Triphenylphosphine (IUPAC name: triphenylphosphane) is a common organophosphorus compound with the formula P(C6H5)3 and often abbreviated to PPh3 or Ph3P. It is widely used in the synthesis of organic and organometallic compounds. PPh3 exists as relatively air stable, colorless crystals at room temperature. It dissolves in non-polar organic solvents such as benzene and diethyl ether.

Preparation and structure
Triphenylphosphine can be prepared in the laboratory by treatment of phosphorus trichloride with phenylmagnesium bromide or phenyllithium. The industrial synthesis involves the reaction between phosphorus trichloride, chlorobenzene, and sodium:

PCl3 + 3 PhCl + 6 Na → PPh3 + 6 NaCl

Triphenylphosphine crystallizes in triclinic and monoclinic modification. In both cases, the molecule adopts a pyramidal structure with propeller-like arrangement of the three phenyl groups.

#### [EXTRACTED RECORDS]

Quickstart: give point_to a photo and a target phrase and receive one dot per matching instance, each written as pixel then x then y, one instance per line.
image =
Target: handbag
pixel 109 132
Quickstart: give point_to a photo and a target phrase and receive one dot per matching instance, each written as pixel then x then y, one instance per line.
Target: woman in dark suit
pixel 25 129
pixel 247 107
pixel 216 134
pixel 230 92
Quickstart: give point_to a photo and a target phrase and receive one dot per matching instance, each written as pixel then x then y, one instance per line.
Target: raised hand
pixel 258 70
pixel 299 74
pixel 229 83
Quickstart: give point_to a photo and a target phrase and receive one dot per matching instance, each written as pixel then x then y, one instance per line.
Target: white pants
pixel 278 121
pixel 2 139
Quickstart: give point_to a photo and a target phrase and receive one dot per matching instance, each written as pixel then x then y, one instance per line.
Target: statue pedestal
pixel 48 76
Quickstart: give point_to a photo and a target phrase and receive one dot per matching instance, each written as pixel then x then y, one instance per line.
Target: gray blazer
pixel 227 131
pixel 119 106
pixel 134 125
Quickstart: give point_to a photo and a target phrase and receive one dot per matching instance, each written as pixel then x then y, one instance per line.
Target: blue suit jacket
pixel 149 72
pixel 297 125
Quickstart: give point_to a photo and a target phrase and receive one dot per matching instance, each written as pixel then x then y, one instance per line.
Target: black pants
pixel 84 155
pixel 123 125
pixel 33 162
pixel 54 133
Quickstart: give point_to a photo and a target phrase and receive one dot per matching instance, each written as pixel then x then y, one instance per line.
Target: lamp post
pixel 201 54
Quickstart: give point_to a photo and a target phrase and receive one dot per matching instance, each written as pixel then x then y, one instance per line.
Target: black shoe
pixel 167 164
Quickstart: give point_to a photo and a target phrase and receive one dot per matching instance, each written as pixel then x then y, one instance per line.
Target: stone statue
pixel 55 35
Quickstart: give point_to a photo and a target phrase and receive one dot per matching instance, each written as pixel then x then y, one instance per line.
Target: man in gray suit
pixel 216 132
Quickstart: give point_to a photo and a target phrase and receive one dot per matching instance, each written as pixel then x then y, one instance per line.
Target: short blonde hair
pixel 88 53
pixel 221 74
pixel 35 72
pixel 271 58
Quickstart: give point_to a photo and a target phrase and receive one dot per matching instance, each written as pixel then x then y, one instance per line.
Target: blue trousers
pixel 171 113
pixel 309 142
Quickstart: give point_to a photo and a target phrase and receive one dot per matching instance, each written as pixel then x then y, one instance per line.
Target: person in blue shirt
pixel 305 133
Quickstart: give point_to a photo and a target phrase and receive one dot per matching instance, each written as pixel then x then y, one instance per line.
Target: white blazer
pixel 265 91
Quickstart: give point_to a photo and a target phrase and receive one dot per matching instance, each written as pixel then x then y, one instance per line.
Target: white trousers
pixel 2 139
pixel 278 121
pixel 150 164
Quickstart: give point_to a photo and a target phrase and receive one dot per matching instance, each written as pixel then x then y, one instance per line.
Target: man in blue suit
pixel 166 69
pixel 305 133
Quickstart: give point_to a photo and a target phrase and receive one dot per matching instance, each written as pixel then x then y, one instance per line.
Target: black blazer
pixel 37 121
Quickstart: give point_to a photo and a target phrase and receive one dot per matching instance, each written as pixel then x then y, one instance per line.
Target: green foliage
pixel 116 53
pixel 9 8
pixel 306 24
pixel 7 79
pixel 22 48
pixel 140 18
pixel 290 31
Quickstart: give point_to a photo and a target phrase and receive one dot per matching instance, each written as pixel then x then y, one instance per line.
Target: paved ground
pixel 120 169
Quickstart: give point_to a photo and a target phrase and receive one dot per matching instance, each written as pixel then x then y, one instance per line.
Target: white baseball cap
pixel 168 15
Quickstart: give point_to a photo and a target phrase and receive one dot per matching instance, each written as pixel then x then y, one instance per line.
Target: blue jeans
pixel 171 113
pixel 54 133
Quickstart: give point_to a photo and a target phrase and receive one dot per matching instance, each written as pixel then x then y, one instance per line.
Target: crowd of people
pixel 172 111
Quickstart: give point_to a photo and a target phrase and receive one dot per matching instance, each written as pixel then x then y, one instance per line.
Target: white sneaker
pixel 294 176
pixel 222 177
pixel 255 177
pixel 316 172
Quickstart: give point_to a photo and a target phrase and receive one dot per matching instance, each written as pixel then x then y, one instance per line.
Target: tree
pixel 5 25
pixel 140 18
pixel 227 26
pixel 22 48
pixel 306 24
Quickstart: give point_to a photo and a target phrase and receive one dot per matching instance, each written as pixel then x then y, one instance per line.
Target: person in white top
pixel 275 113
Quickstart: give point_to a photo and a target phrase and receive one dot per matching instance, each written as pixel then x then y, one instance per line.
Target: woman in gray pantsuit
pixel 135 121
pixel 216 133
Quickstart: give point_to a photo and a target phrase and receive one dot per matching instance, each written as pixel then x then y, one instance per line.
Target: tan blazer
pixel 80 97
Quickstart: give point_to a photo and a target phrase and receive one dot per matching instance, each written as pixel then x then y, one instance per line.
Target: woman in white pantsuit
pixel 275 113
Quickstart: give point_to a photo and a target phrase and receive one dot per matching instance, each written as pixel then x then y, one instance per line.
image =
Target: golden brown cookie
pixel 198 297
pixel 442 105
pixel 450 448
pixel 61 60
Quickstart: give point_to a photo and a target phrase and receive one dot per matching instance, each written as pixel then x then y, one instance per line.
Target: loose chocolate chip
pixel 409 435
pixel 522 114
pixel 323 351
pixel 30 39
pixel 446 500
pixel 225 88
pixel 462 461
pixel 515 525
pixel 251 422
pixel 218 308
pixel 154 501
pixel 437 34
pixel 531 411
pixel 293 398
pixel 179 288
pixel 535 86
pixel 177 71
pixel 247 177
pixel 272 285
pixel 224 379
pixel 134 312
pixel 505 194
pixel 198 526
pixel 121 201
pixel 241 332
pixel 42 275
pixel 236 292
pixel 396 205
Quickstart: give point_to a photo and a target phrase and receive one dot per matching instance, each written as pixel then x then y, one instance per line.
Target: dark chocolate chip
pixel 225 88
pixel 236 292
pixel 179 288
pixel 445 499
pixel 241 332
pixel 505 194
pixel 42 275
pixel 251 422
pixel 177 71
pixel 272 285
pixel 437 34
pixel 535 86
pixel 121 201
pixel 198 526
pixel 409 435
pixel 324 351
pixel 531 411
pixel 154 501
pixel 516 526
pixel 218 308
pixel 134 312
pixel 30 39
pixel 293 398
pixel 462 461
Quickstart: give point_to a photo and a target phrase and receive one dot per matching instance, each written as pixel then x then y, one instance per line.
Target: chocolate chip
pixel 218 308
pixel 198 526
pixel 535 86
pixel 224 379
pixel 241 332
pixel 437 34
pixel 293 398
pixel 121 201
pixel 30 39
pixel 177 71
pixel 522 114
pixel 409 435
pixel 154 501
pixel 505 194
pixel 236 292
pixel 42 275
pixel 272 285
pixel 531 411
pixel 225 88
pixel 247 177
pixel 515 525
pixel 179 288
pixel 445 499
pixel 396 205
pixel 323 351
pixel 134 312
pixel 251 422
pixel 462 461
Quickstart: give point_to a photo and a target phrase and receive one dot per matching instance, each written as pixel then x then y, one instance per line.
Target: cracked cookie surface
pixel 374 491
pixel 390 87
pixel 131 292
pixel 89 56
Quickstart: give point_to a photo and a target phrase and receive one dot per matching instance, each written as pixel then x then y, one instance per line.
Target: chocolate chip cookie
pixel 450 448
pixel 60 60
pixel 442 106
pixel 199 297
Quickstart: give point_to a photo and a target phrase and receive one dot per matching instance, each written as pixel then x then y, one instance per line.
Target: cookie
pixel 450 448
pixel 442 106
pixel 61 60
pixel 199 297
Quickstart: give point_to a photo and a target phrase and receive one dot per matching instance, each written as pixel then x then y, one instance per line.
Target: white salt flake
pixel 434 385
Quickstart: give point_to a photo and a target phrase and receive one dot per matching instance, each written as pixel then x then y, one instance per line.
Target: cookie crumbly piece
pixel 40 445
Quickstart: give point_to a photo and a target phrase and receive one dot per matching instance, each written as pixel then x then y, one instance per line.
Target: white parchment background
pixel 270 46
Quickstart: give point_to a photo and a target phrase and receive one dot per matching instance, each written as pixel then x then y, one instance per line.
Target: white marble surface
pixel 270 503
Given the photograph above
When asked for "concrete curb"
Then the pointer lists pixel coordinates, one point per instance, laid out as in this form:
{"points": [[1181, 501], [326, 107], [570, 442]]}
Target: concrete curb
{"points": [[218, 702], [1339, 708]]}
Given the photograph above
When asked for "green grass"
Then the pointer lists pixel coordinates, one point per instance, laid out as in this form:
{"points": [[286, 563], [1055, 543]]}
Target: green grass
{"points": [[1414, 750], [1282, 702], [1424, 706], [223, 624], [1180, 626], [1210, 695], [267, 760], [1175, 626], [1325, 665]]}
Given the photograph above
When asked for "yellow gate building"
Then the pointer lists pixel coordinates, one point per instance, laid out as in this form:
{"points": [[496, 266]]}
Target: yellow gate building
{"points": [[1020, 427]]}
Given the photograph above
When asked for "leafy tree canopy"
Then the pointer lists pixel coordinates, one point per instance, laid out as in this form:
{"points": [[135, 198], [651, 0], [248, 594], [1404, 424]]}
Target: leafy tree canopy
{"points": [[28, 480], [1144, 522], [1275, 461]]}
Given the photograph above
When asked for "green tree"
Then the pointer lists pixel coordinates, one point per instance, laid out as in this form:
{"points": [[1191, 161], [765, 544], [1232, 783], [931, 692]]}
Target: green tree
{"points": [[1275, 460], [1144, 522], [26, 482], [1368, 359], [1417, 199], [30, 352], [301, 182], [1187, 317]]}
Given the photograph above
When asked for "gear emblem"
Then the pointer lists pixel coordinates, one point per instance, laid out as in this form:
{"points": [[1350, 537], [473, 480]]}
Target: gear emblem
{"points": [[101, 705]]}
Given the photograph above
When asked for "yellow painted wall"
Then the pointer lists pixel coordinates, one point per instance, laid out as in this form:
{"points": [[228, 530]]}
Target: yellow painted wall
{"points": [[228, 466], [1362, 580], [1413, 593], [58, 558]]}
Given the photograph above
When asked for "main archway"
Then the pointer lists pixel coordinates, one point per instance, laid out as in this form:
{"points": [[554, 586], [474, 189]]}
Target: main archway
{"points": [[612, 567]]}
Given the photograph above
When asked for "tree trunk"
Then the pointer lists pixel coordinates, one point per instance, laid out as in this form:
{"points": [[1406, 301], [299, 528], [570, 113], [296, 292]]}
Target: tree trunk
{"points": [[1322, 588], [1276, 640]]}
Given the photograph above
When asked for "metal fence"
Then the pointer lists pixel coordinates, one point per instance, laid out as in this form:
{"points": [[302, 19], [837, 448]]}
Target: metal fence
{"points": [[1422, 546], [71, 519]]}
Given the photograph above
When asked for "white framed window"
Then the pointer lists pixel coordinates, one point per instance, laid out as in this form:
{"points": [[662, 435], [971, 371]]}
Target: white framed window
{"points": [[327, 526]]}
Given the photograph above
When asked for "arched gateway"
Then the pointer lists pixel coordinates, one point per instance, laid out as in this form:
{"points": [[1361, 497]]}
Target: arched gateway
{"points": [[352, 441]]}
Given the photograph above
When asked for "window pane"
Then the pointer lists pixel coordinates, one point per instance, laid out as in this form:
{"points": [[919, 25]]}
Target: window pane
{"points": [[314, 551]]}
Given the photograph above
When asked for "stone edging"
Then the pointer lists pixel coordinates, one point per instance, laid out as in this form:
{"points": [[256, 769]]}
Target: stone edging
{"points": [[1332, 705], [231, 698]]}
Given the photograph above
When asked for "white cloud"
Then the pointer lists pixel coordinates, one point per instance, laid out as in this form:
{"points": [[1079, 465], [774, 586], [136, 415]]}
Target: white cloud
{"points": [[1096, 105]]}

#### [SET TASKS]
A. Reproduce verbatim the stretch of the triphenylphosphine text from "Triphenylphosphine crystallizes in" through "three phenyl groups.".
B. Decide whether each statement agrees with the triphenylphosphine text, answering yes or no and quoting the deciding words: (i) Triphenylphosphine dissolves in benzene. (ii) The industrial synthesis of triphenylphosphine uses phenyllithium. (iii) The triphenylphosphine molecule has a planar structure.

#### [SOLUTIONS TO THE TASKS]
A.
Triphenylphosphine crystallizes in triclinic and monoclinic modification. In both cases, the molecule adopts a pyramidal structure with propeller-like arrangement of the three phenyl groups.

B.
(i) Yes: "It dissolves in non-polar organic solvents such as benzene and diethyl ether."
(ii) No: "The industrial synthesis involves the reaction between phosphorus trichloride, chlorobenzene, and sodium"
(iii) No: "the molecule adopts a pyramidal structure with propeller-like arrangement of the three phenyl groups."